▶ **Excerpt**:
Work will start by addressing the 30 per cent of properties rated EPC Band D and below, with a target for all homes to be Band C or better by 2030.
Fire safety
While PA Housing’s trade-off is representative of the tricky decisions being faced across the sector, on another key agenda – fire safety spend - Mr Hatchman says that the impact on the organisation, while “significant” has been “more limited to date” than for some.
Latest work to assess higher-risk blocks has identified 11 medium and high-rise blocks requiring some remediation, with an assumed worst-case cost of £23m, which PA will endeavour to recover via government grant where leaseholders are involved, and/or via recourse back to the original contractors. Initial conversations with contractors on two schemes in particular accounting for the “bulk of that £23m cost” have been quite positive to date, Mr Hatchman adds.
“The impact is certainly significant, and it is having some short-term feed through into our numbers, but we perhaps don’t have the same level of exposure as some of the larger G15 associations and what they are grappling with."
Financing need
The proceeds of the sustainable bond will fuel PA’s development programme, as well as supporting its investment in the energy efficiency of homes. The landlord has an ambition to build 6,000 homes in the 10 years to 2030.
Mr Hatchman explains that the bond is the latest step in a refinancing process that started with a restructure of legacy banking facilities at the time of merger in 2017.
“We augmented that work in late 2019, early 2020, with the process to extend our bank facilities and give us the flexibility we needed to service our growth programme. And it was always the intention that at the right time we would look to term out a fair chunk of that relatively short-term bank debt into a longer fixed-rate bond issuance to give us the certainty of cost and aid with our longer-term financial planning.”
Work undertaken last year included a £185m funding deal with four lenders, of which a £60m sustainability-linked loan from Sumitomo Mitsui Banking Corporation has a margin discount mechanism tied to the social impact of PA’s tenancy sustainment team. The decision to pursue a 15-year bond stemmed from a desire to slot the new finance into PA’s existing maturity ladder, ahead of the Paragon issuance maturing in the 2040s.
But Mr Hatchman adds that the provider was also aware through conversations with its advisor (Chatham Financial) that the tenor is “particularly attractive for a number of the ESG investors”.
In practice, along with the sustainability wrap, this contributed to a “lot of new names on the transaction, a lot of interest particularly from mainland Europe investors”, he says.
The £400m raised gives the organisation around two years of extra capacity.
“We tend to plan two years ahead of need, in terms of our treasury arrangements and our financing arrangements,” Mr Hatchman says. “It gives us a good deal of breathing space now to take stock, get on with the growth programme, and we can revisit that as and when the financial forecasts dictate.”
Update: at 11:38am, 04/06/21
The article was updated to clarify that the latest work to assess higher-risk blocks has identified 11 medium and high-rise blocks requiring some remediation. The article previously stated that the blocks were all medium-rise.

▶ **Exercise data**:

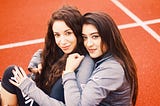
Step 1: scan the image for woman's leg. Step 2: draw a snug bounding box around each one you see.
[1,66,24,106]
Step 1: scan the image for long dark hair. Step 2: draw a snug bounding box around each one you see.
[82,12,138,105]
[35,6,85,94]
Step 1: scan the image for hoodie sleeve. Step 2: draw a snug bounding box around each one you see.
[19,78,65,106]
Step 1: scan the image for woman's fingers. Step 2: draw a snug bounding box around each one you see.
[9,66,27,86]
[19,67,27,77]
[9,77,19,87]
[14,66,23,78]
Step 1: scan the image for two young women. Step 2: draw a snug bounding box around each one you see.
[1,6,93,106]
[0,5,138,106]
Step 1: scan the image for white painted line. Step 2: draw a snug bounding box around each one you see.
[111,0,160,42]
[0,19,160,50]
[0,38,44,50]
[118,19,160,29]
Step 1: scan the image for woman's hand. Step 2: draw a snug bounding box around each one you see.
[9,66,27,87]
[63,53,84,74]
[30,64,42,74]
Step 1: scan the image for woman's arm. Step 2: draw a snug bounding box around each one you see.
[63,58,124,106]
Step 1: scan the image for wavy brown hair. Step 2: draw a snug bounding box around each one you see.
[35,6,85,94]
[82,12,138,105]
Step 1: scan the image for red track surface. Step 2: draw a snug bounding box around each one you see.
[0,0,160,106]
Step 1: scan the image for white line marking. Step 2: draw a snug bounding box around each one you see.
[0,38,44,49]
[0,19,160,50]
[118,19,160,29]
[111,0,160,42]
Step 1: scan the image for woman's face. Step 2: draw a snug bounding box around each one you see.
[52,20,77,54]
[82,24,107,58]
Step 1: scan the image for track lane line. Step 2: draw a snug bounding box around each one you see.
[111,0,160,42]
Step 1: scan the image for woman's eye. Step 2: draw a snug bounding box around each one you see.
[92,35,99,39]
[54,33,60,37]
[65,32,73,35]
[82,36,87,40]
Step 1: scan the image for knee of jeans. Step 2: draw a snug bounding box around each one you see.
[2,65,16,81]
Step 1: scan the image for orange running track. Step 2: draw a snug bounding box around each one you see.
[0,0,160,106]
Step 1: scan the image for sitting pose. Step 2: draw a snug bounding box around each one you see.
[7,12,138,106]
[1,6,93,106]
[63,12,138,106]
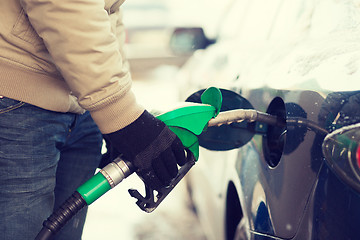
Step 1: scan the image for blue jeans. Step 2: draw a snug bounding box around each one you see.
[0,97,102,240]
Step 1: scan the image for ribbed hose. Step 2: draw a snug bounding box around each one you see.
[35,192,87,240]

▶ **Prompt 1**: Summarize the PA Housing excerpt in two sentences.
▶ **Prompt 2**: According to the PA Housing excerpt, how many homes does the landlord aim to build in the 10 years to 2030?

▶ **Your response 1**: PA Housing raised £400m through a 15-year sustainable bond that will fund its development programme and its investment in the energy efficiency of homes, giving it around two years of extra capacity. Its fire safety costs, with an assumed worst-case figure of £23m for 11 medium and high-rise blocks, have so far had a more limited impact than at some larger G15 associations.

▶ **Your response 2**: 6,000 homes.